» Set of tasks
1. Answer these questions from the passage on the equipment front end module:
(a) Which module directs the command to the subsystem management module?
(b) What does the present invention relate to, according to "Field of Invention"?
(c) What do the front opening unified pods do?
2. Please carry the passage on the equipment front end module further, starting after its last sentence.

A method of platformization of an equipment front end module of a semiconductor production system includes the steps of: establishing a subsystem management module, a communication interface module, a parse module, and a network communication module; directing the command by the communication interface module to the subsystem management module; analyzing the command by the subsystem management module and sending the command to the corresponding subsystem module; sending the command from the corresponding subsystem module to the controller of the equipment front end module through the network communication module; and analyzing message by the parse module, sending a feedback to the corresponding subsystem module, and then sending the feedback to the control system of the semiconductor production system through the communication interface module. The present invention provides a standardized software interface to standardize different IC equipment control systems and to enhance the production efficiency of the system.

Description

    BACKGROUND OF THE PRESENT INVENTION
  • 1. Field of Invention
  • The present invention relates to a platform of control system, and more particularly to an implementation of transmission and control platform for equipment front end module of a semiconductor production system.
  • 2. Description of Related Arts
  • An Equipment Front End Module (EFEM) is the mainstay of semiconductor loading and delivering tool, especially for silicon wafers. The Equipment Front End Module generally comprises a plurality of front opening unified pods (FOUP) for securely holding silicon wafers in a controlled environment, a robot arm, an alignment unit, and a clean environmental controller, wherein the Equipment Front End Module is considered as a key component for the semiconductor manufacturing process as a distributed control system to deliver the semiconductor between ultra-clean storage carriers and processing systems.

Location identification entries:
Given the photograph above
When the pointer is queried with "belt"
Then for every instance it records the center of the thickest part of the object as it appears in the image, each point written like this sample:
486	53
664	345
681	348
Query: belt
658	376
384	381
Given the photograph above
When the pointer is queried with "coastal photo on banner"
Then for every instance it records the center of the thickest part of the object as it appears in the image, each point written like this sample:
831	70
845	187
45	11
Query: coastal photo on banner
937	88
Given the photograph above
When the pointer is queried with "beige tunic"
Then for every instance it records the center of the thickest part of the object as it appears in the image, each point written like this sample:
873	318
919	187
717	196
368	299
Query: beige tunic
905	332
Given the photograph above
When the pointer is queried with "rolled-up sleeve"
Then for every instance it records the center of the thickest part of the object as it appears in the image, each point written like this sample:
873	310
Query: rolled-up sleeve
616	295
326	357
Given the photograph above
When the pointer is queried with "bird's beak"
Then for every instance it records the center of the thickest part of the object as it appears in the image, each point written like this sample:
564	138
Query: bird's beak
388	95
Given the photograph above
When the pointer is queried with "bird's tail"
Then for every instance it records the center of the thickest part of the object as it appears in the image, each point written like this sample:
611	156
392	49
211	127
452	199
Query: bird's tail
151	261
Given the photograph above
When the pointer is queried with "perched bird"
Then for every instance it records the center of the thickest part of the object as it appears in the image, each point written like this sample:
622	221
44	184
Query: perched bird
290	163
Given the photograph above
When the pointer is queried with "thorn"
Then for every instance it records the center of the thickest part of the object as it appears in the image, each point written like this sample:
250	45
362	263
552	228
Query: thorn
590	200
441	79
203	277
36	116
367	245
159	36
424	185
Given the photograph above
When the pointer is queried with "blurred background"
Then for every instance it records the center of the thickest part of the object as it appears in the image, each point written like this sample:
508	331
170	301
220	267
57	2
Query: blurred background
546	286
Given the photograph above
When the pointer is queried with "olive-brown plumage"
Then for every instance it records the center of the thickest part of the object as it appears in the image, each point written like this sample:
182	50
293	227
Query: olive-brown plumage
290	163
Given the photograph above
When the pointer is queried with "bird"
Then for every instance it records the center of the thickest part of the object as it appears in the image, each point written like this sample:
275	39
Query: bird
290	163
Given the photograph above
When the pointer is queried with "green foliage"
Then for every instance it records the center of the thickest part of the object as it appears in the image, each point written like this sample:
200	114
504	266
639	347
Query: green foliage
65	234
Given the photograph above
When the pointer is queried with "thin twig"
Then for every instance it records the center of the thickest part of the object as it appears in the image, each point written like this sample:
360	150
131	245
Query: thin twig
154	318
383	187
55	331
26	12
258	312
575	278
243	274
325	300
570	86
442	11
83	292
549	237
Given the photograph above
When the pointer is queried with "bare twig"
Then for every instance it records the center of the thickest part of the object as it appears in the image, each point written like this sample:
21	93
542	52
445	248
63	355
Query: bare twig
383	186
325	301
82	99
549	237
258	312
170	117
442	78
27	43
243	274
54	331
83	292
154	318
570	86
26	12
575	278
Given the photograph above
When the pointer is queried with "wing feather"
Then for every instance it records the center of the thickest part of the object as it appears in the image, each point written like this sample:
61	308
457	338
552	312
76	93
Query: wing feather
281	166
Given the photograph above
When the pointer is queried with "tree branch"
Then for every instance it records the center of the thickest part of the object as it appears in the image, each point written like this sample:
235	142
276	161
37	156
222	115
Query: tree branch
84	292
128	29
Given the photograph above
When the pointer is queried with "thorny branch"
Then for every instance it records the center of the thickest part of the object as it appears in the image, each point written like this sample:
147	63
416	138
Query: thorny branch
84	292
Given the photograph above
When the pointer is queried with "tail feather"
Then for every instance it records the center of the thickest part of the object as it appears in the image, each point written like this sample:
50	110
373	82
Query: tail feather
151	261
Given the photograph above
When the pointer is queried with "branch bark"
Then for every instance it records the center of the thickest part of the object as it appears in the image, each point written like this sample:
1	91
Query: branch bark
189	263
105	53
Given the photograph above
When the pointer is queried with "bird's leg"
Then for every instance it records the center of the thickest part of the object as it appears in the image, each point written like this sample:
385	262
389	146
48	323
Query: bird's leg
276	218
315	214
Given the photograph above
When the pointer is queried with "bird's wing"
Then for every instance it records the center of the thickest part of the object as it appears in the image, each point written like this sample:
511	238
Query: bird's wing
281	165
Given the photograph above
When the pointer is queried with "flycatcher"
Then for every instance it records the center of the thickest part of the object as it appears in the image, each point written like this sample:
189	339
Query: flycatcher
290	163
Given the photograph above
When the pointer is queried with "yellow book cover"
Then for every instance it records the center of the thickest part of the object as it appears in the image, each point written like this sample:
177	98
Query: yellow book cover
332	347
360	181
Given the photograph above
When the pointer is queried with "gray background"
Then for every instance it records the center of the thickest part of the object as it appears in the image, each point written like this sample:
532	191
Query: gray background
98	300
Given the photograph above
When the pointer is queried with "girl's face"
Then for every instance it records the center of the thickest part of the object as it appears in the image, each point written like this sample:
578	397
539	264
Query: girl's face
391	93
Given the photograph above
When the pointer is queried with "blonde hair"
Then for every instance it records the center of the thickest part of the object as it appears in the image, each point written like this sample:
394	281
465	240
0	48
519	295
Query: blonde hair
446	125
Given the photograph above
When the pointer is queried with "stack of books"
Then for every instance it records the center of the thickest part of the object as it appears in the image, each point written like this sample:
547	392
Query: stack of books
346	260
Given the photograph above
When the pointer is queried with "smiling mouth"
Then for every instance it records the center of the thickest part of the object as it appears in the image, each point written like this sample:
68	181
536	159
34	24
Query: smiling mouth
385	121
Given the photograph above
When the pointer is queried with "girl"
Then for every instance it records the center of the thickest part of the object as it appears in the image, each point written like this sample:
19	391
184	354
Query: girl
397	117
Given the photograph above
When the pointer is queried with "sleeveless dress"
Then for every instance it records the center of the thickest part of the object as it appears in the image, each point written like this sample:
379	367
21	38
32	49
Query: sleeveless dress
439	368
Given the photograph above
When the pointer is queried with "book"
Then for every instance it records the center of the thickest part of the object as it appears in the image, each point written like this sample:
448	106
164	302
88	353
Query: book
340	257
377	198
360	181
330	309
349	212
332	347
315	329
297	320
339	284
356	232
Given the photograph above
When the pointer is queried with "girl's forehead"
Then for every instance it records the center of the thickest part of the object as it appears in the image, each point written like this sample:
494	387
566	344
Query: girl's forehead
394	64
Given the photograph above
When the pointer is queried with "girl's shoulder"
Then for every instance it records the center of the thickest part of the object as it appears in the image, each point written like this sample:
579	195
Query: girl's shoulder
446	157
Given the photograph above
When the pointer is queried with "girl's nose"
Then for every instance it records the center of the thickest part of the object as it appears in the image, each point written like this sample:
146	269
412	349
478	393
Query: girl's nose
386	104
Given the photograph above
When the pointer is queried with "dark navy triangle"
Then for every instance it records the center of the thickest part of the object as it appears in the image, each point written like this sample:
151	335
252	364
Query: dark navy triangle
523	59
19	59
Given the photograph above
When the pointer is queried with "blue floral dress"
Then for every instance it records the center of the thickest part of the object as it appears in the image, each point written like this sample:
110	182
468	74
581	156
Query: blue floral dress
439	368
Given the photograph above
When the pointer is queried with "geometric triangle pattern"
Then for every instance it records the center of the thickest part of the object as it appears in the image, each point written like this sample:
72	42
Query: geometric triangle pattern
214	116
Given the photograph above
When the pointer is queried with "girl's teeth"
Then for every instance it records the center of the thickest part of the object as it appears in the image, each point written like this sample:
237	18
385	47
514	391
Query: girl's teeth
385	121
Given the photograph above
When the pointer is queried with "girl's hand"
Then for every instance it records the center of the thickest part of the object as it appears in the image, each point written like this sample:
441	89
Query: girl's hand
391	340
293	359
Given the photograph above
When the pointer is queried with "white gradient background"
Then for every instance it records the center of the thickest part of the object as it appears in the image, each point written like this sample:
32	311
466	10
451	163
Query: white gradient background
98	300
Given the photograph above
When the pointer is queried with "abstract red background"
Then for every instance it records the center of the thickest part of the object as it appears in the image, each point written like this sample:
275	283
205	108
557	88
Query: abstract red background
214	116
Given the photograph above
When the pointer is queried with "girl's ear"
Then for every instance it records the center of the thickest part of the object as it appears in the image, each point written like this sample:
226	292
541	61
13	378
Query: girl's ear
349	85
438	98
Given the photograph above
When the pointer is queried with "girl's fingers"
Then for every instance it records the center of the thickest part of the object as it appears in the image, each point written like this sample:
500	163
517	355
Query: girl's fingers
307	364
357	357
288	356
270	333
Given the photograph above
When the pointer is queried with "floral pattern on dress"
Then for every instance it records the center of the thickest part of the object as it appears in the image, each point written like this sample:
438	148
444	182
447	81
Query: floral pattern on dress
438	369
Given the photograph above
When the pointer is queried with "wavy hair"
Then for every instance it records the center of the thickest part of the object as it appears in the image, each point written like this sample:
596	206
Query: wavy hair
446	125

» Responses per task
1.
(a) The communication interface module.
(b) It relates to a platform of control system, and more particularly to an implementation of transmission and control platform for equipment front end module of a semiconductor production system.
(c) They securely hold silicon wafers in a controlled environment.

2.
  • Accordingly, different manufacturers of the Equipment Front End Module have different communication protocols. In particular, different models of the Equipment Front End Module also have different communication protocols. In other words, it is troublesome for the device integration manufacturers that the control software must be renewed or re-installed at the time during the replacement of the Equipment Front End Module for the semiconductor production system. In addition, there is no unified command for the system, such that the semiconductor production process will be substantially slowed down due to the implementation of the Equipment Front End Module. Therefore, the production line of the semiconductor cannot be fully unitized without the fully compatibility of the Equipment Front End Module.
  • Since there is general software for the Equipment Front End Module in the market, stratification of the common characteristics is the only way to unite different devices from different manufacturers. In other words, it is important to establish a unified and compatible control platform for the Equipment Front End Module of the semiconductor production system.
  • SUMMARY OF THE PRESENT INVENTION
  • The invention is advantageous in that it provides a transmission and control platform for an equipment front end module of a semiconductor production system to establish a unified and compatible control platform for controlling the equipment front end module of the semiconductor production system. In other words, the present invention provides a universal communication link between the controller of the equipment front end module and the control system of the semiconductor production system.
  • Additional advantages and features of the invention will become apparent from the description which follows, and may be realized by means of the instrumentalities and combinations particular point out in the appended claims.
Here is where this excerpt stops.